**Brief**
Some entries follow. Reproduce exactly the lines starting at the one with "shelf unit in the photo above." and stopping after the one with "white soap bottle in the photo above.".

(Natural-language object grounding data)
------------------------------

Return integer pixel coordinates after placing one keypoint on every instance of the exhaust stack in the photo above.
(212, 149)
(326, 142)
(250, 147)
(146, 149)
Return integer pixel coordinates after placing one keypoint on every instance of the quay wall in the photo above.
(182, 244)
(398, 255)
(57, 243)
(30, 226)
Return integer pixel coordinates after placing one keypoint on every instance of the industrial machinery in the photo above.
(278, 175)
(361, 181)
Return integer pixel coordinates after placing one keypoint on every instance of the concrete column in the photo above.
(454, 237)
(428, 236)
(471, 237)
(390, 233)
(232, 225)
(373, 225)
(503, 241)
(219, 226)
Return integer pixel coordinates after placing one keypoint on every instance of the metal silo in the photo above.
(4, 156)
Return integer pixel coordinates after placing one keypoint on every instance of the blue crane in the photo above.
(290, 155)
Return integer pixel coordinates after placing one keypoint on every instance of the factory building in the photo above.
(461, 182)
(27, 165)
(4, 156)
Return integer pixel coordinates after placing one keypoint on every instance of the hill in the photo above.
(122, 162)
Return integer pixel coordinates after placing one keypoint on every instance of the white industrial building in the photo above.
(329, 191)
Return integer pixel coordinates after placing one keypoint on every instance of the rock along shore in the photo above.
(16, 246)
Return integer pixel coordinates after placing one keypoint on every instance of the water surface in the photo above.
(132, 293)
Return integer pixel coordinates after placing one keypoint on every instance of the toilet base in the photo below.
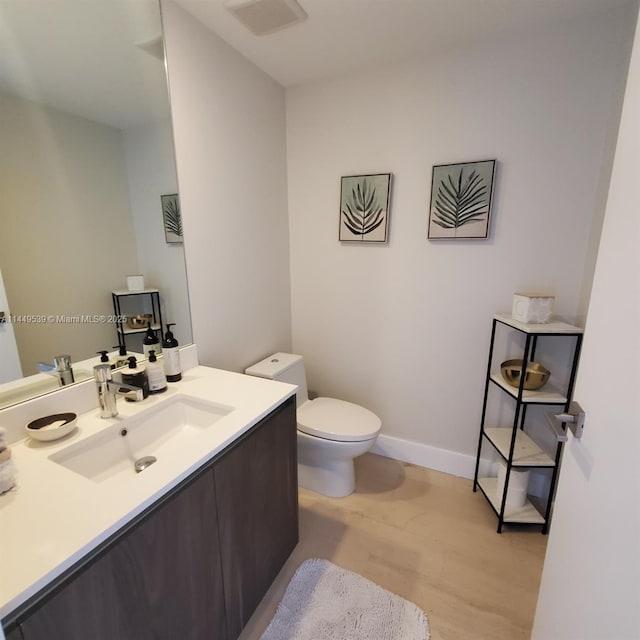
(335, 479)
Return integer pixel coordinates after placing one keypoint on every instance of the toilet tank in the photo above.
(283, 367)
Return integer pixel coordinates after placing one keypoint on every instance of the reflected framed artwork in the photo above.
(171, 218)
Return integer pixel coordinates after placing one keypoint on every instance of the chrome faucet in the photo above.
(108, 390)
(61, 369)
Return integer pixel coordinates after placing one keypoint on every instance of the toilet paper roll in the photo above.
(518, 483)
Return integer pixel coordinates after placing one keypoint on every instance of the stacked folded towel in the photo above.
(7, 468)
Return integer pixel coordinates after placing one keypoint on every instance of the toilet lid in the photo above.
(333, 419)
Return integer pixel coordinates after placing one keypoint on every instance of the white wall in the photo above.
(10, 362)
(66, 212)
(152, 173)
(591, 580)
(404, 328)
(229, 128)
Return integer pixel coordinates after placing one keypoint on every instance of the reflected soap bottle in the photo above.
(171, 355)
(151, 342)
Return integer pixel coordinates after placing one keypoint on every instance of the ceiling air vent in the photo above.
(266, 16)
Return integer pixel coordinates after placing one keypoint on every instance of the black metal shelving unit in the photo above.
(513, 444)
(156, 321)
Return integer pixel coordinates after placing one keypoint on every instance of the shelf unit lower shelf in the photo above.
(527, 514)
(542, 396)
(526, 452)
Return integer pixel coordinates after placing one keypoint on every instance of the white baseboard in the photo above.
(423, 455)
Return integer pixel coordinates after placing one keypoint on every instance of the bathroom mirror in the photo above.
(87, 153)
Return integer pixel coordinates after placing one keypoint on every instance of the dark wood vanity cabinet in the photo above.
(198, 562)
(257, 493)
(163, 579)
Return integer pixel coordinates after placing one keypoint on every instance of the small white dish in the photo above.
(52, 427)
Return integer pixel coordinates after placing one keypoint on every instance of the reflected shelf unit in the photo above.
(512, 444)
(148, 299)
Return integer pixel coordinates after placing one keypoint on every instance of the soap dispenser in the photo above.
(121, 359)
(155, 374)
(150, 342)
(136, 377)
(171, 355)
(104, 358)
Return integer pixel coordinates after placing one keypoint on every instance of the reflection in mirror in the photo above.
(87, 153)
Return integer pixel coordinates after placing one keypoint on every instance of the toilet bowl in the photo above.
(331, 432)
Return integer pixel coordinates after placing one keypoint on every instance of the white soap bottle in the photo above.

------------------------------

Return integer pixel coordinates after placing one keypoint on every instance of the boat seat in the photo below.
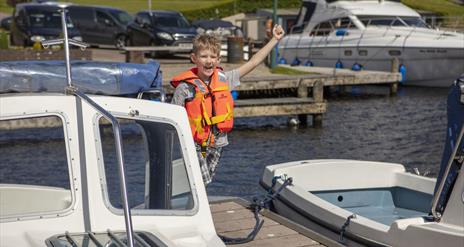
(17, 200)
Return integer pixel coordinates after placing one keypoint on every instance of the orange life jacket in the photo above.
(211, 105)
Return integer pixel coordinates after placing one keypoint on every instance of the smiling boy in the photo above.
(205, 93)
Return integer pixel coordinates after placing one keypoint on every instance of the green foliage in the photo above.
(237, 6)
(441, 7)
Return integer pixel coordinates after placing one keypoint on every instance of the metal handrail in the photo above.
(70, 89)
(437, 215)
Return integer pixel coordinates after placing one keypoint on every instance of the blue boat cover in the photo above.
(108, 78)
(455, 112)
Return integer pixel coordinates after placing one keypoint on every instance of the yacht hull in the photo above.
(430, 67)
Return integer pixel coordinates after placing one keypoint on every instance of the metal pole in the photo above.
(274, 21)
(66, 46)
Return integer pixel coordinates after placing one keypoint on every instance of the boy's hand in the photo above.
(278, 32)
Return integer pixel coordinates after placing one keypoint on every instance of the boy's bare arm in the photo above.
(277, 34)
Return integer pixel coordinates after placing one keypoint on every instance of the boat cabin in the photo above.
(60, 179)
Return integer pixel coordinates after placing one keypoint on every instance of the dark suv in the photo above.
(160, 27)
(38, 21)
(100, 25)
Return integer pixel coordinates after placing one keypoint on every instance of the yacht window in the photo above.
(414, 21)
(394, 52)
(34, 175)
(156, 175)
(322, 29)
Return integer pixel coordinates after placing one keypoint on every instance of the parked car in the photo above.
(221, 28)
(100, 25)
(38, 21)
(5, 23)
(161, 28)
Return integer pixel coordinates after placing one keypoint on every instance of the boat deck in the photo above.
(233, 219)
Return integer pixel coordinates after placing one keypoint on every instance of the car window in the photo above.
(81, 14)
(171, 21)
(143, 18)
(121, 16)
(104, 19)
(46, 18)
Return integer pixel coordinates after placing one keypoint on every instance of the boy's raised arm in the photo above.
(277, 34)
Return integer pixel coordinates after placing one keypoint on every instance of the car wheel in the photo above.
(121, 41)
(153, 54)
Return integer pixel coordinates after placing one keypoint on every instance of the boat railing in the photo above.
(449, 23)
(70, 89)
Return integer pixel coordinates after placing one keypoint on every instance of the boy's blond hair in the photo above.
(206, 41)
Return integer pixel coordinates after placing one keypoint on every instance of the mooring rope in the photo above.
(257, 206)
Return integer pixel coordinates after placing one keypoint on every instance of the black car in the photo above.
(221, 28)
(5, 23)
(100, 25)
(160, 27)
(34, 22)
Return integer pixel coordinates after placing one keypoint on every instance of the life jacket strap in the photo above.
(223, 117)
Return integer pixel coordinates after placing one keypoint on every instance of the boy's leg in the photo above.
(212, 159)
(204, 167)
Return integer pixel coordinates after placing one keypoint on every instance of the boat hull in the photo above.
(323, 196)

------------------------------

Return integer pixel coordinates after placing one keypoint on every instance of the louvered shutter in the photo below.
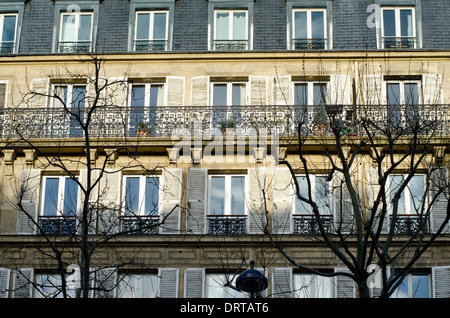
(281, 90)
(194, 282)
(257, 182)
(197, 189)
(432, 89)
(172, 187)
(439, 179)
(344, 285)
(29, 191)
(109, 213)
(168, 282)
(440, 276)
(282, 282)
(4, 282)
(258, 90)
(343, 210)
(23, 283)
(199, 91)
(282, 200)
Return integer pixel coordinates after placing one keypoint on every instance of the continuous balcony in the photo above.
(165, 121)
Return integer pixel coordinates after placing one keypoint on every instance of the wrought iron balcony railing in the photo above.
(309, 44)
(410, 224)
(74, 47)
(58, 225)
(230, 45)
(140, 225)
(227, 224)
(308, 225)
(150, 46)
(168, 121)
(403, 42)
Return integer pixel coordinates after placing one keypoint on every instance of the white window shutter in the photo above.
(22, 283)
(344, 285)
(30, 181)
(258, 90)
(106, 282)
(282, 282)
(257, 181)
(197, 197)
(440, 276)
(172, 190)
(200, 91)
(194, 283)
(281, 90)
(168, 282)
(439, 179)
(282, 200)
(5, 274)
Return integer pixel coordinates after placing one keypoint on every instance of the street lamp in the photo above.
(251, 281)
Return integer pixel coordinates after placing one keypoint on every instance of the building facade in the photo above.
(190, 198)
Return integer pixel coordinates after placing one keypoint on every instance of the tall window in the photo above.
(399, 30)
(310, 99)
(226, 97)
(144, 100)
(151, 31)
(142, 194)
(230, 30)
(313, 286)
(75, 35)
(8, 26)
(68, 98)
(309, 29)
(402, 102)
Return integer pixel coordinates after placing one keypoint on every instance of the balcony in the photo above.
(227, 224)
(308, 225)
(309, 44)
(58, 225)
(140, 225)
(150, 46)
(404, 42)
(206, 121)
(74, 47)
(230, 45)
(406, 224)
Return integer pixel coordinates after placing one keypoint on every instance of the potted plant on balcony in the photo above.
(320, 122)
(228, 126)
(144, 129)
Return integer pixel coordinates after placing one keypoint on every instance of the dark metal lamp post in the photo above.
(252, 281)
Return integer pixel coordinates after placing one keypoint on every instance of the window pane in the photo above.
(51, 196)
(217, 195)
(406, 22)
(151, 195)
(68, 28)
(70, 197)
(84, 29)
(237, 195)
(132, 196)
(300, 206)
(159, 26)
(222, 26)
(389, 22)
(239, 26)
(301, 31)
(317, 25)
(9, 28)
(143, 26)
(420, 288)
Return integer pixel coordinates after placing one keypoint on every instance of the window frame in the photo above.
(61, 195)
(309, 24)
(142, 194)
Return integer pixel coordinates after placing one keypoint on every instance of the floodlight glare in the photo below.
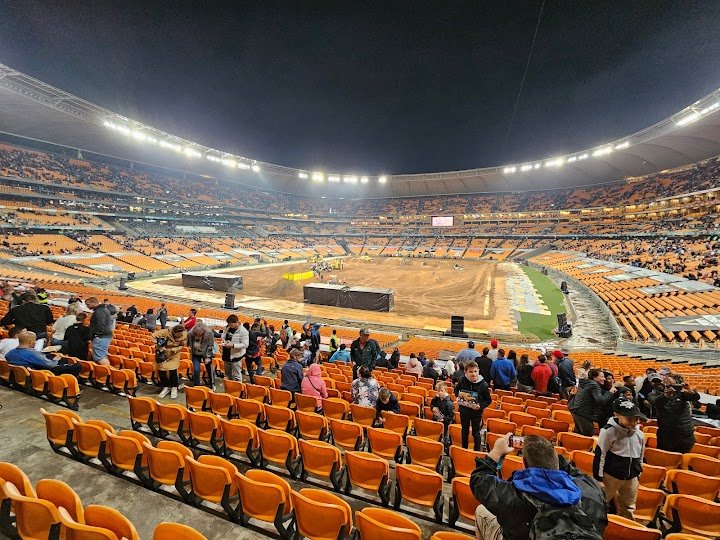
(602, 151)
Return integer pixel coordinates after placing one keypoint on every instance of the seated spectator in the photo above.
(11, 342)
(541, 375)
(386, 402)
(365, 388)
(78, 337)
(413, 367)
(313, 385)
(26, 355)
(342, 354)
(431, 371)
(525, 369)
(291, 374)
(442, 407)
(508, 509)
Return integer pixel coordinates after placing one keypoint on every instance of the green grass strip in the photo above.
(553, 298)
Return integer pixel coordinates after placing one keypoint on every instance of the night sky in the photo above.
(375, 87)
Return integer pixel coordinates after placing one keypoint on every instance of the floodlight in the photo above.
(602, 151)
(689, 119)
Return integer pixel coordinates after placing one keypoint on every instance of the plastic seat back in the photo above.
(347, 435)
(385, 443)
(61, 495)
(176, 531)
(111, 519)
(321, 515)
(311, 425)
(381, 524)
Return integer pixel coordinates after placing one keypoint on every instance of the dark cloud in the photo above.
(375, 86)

------------------------------

**Problem solution**
Return integer pixel coordinates after placing one keypoint on every instance of the reflected shelf unit in the photo above.
(512, 444)
(148, 299)
Return integer pixel coordinates after placing one keypoint on every instance of the soap dispenser in the photo above.
(121, 359)
(155, 374)
(150, 342)
(136, 377)
(171, 355)
(104, 358)
Return integer pixel coordinates after placing one keypoint on every instance of the reflection in mirror in the photo above.
(87, 153)
Return integer pixel coordinates after placing one keypoint on every instance of the toilet bowl in the photo above.
(331, 432)
Return integer pixel coordinates after placing one keypoint on every instance of the white soap bottle in the photo above.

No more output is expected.